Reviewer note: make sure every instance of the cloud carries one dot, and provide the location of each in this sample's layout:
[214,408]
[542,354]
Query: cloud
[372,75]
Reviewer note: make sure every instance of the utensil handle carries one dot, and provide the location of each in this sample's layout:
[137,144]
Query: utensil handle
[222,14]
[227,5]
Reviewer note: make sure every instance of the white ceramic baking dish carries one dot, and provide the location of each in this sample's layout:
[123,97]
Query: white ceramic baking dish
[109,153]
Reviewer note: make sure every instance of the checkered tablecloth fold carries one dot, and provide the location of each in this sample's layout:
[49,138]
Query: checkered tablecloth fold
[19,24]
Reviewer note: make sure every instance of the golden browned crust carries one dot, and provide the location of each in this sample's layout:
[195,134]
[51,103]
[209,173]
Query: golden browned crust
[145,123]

== == ==

● **WHAT NEEDS TO BE DONE**
Starting at the line that contains "Reviewer note: make sure every instance of the golden", print every line through the last one of the records, exactly and with nothing else.

● **SOLUTION**
Reviewer note: make sure every instance of the golden browned crust carries one dot, and provide the location of each in this sample's layout:
[195,134]
[51,103]
[209,173]
Query: golden browned crust
[145,123]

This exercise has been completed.